(Information supplied Opens)

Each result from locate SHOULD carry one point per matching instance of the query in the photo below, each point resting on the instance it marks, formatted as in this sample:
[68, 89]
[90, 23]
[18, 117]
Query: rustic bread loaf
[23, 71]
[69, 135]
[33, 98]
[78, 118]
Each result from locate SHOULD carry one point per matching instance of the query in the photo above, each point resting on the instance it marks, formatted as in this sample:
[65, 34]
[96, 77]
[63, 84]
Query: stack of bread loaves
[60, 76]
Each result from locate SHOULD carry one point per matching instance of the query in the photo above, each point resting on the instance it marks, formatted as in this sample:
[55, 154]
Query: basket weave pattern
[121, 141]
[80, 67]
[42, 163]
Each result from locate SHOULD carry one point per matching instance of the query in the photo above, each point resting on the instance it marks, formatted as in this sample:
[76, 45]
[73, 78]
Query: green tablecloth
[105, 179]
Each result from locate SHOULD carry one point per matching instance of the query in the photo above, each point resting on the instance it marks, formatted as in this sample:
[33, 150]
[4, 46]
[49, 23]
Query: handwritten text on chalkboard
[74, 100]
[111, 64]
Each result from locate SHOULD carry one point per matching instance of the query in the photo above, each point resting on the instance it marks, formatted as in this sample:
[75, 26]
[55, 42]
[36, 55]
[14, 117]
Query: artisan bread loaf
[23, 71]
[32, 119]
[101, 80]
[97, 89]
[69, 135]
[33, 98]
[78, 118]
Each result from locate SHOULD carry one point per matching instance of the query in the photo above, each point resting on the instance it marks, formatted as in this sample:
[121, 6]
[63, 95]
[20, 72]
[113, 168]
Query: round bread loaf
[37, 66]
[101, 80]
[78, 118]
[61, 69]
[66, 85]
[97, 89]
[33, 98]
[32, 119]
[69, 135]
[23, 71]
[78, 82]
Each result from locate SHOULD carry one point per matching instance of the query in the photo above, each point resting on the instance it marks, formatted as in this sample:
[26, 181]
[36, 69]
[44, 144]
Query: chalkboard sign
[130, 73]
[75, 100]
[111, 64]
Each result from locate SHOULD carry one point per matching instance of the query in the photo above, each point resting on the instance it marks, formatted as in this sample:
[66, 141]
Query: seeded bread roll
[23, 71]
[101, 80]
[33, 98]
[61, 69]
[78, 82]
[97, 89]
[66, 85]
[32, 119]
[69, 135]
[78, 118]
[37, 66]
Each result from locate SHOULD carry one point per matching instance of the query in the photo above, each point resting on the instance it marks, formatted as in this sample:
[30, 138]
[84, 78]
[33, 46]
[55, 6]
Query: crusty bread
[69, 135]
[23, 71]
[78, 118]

(Information supplied Closes)

What is expected: Every entry should be output exactly as written, please.

Exercise output:
Each result from locate SHOULD carry one point per matching instance of the query in the photo below, each point resting on the instance it marks, formatted as in this sample:
[68, 89]
[90, 23]
[18, 117]
Query: rustic bread loaf
[23, 71]
[69, 135]
[33, 98]
[78, 118]
Each result from locate SHOULD carry one point per matching instance of the query in the photo above, each point resting on the instance it marks, formatted as in this sample:
[65, 34]
[96, 77]
[63, 84]
Query: stack of bread loaves
[60, 76]
Each result from locate SHOULD carry one point per matching instance of the query in the photo above, each point resting on the instance it marks, formatted as in this sample:
[55, 154]
Query: basket weave pattern
[121, 141]
[80, 67]
[42, 163]
Each result from locate SHOULD carry one point per matching instance of the query in the photo above, each point resting on the instance it marks, formatted as in this sample:
[76, 45]
[73, 78]
Query: green tablecloth
[105, 179]
Each result from locate SHOULD carry one point per matching instance of the query in the photo above, each point resting on the instance it marks, formatted as in this sample:
[33, 150]
[4, 46]
[49, 23]
Query: handwritten text on chalkboard
[74, 100]
[111, 64]
Each result from locate SHOULD carry one point per matching instance of the query in the photo above, each point resting on the instance it marks, formatted as in this sample:
[75, 26]
[55, 42]
[36, 55]
[14, 117]
Query: artisan bread loaf
[23, 71]
[32, 119]
[101, 80]
[97, 89]
[69, 135]
[33, 98]
[78, 118]
Each result from locate SHOULD carry one point per matching instance of the query in the photo above, each point resting on the instance it marks, formatted as in this sample:
[121, 6]
[63, 95]
[20, 72]
[113, 168]
Query: round bread loaf
[37, 66]
[101, 80]
[78, 118]
[61, 69]
[66, 85]
[97, 89]
[33, 98]
[32, 119]
[69, 135]
[23, 71]
[78, 82]
Each result from locate SHOULD carry one point per matching instance of the query in the photo above, each point resting on the instance it marks, formatted as in this sample:
[26, 181]
[36, 69]
[44, 144]
Query: chalkboard sign
[130, 73]
[75, 100]
[111, 64]
Each result from locate SHOULD carry one point per matching instance of the query in the photo above, each point resting on the instance it marks, formatted as in this sample:
[66, 141]
Query: seeded bread roll
[23, 71]
[101, 80]
[33, 98]
[61, 69]
[78, 82]
[97, 89]
[66, 85]
[32, 119]
[69, 135]
[78, 118]
[37, 66]
Each result from locate SHOULD carry one point per matching instance of the query in the photo above, each point resting on the instance it marks, formatted as in this sample:
[30, 138]
[84, 78]
[33, 46]
[55, 6]
Query: crusty bread
[69, 135]
[23, 71]
[78, 118]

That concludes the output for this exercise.